Task statement >> Rewrite all of the entries below as a numbered list with no blank lines, and omit the pictures.

Extracted information >>
§ §

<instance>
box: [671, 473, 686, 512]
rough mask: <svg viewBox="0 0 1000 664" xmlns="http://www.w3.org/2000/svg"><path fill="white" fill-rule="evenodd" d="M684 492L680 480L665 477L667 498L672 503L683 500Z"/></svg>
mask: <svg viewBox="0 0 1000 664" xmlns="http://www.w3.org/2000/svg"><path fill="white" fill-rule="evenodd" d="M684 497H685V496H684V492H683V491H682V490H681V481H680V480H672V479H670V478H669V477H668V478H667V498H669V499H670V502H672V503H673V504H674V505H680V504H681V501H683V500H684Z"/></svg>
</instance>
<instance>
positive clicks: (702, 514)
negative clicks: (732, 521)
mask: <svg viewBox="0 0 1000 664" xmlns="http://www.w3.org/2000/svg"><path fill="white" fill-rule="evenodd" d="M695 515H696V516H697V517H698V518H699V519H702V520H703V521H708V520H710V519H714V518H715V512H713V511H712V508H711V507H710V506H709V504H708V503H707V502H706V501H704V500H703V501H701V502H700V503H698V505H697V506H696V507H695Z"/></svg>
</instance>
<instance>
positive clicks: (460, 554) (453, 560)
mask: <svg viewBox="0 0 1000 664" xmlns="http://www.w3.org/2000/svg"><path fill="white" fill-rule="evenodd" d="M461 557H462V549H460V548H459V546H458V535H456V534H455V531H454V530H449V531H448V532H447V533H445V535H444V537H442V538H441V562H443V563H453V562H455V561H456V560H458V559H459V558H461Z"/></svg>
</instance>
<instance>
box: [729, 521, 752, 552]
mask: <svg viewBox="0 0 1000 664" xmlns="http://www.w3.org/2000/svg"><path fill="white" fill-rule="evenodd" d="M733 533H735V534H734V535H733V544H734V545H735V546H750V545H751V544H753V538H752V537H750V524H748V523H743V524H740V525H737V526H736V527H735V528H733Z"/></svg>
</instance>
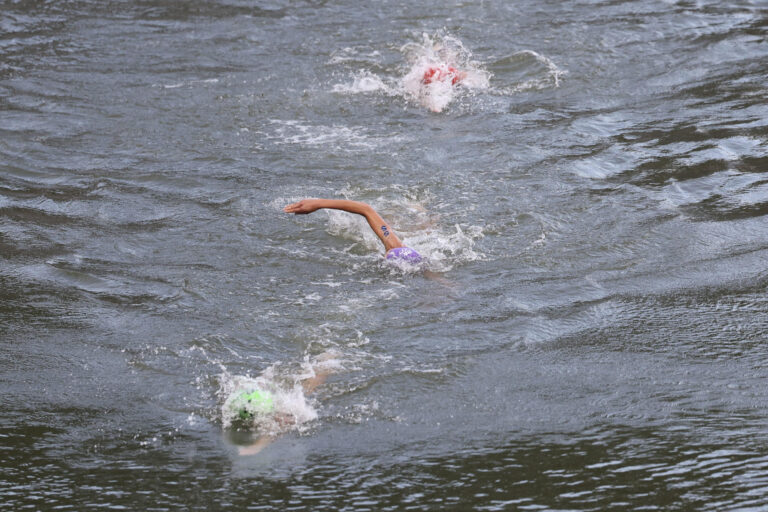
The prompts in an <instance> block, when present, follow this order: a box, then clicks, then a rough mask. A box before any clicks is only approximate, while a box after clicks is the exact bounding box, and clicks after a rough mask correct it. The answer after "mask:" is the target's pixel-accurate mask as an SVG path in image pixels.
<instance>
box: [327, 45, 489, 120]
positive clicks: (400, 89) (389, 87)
mask: <svg viewBox="0 0 768 512" xmlns="http://www.w3.org/2000/svg"><path fill="white" fill-rule="evenodd" d="M400 51H401V52H402V53H403V54H404V56H405V60H406V65H407V69H406V71H405V74H404V75H403V76H401V77H393V78H391V79H389V80H387V79H385V78H382V77H379V76H377V75H375V74H373V73H372V72H370V71H367V70H363V71H358V72H357V73H356V74H355V75H354V77H353V81H352V83H351V84H337V85H335V86H334V87H333V90H334V92H338V93H343V94H357V93H370V92H380V93H383V94H386V95H388V96H402V97H404V98H406V99H407V100H409V101H414V102H416V103H418V104H419V105H421V106H423V107H426V108H428V109H429V110H431V111H433V112H441V111H442V110H444V109H445V108H446V107H447V106H448V104H450V103H451V101H453V100H454V99H455V98H456V97H457V96H458V95H460V94H462V93H464V92H466V91H468V90H472V89H487V88H488V86H489V82H490V77H491V73H489V72H488V71H486V70H485V69H484V68H483V66H482V64H480V63H478V62H476V61H474V60H473V59H472V53H471V52H470V51H469V50H468V49H467V48H466V47H465V46H464V44H463V43H462V42H461V41H460V40H459V39H457V38H455V37H453V36H450V35H447V34H444V33H442V32H441V33H437V34H435V35H429V34H423V35H422V41H421V42H419V43H408V44H406V45H404V46H403V47H402V48H401V49H400Z"/></svg>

§ §

Exercise output >>
1. <instance>
2. box: [671, 473, 686, 512]
3. rough mask: <svg viewBox="0 0 1000 664" xmlns="http://www.w3.org/2000/svg"><path fill="white" fill-rule="evenodd" d="M684 492L680 480L665 477L667 498L672 503L683 500Z"/></svg>
4. mask: <svg viewBox="0 0 1000 664" xmlns="http://www.w3.org/2000/svg"><path fill="white" fill-rule="evenodd" d="M684 497H685V496H684V492H683V491H682V490H681V481H680V480H672V479H670V478H669V477H668V478H667V498H669V499H670V502H672V503H673V504H674V505H680V504H681V501H683V500H684Z"/></svg>
5. </instance>
6. <instance>
7. positive clicks: (702, 514)
8. negative clicks: (732, 521)
9. mask: <svg viewBox="0 0 1000 664" xmlns="http://www.w3.org/2000/svg"><path fill="white" fill-rule="evenodd" d="M695 515H696V516H697V517H698V518H699V519H702V520H703V521H708V520H710V519H714V518H715V512H713V511H712V508H711V507H710V506H709V504H708V503H707V502H706V501H704V500H703V501H701V502H700V503H698V505H697V506H696V507H695Z"/></svg>
10. </instance>
11. <instance>
12. positive clicks: (460, 554) (453, 560)
13. mask: <svg viewBox="0 0 1000 664" xmlns="http://www.w3.org/2000/svg"><path fill="white" fill-rule="evenodd" d="M461 557H462V549H460V548H459V546H458V535H456V534H455V531H454V530H449V531H448V532H447V533H445V535H444V537H442V538H441V562H443V563H453V562H455V561H456V560H458V559H459V558H461Z"/></svg>
14. </instance>
15. <instance>
16. box: [729, 521, 752, 552]
17. mask: <svg viewBox="0 0 1000 664" xmlns="http://www.w3.org/2000/svg"><path fill="white" fill-rule="evenodd" d="M733 533H735V534H734V535H733V544H734V545H735V546H750V545H751V544H753V538H752V537H750V524H748V523H743V524H740V525H737V526H736V527H735V528H733Z"/></svg>
18. </instance>
19. The prompts in an <instance> block, when present, follow this order: a box, then clicks, then a rough mask. A box before any clicks is only approximate, while a box after clicks is the exact bounding box, and clicks after a rough mask correct it. The answer after "mask:" is the target's pixel-accurate mask as an SVG path in image pixels.
20. <instance>
21. box: [327, 45, 489, 120]
22. positive clicks: (400, 89) (389, 87)
23. mask: <svg viewBox="0 0 768 512" xmlns="http://www.w3.org/2000/svg"><path fill="white" fill-rule="evenodd" d="M400 51H401V52H402V53H403V54H404V56H405V60H406V65H407V69H406V71H405V74H404V75H403V76H401V77H393V78H391V79H389V80H387V79H385V78H382V77H379V76H377V75H375V74H373V73H372V72H370V71H367V70H363V71H358V72H357V73H356V74H355V75H354V77H353V81H352V83H351V84H337V85H335V86H334V87H333V90H334V92H338V93H343V94H357V93H370V92H380V93H383V94H386V95H388V96H402V97H404V98H406V99H407V100H409V101H414V102H416V103H418V104H419V105H421V106H423V107H426V108H428V109H429V110H431V111H433V112H441V111H442V110H444V109H445V108H446V107H447V106H448V104H450V103H451V101H453V100H454V99H455V98H456V97H457V96H458V95H460V94H462V93H464V92H466V91H468V90H472V89H487V88H488V86H489V82H490V77H491V73H489V72H488V71H486V70H485V69H484V68H483V66H482V64H480V63H478V62H476V61H474V60H473V59H472V53H471V52H470V51H469V50H468V49H467V48H466V47H465V46H464V44H463V43H462V42H461V41H460V40H459V39H457V38H455V37H453V36H450V35H447V34H444V33H442V32H441V33H437V34H435V35H429V34H423V35H422V41H421V42H419V43H408V44H406V45H404V46H403V47H402V48H401V49H400Z"/></svg>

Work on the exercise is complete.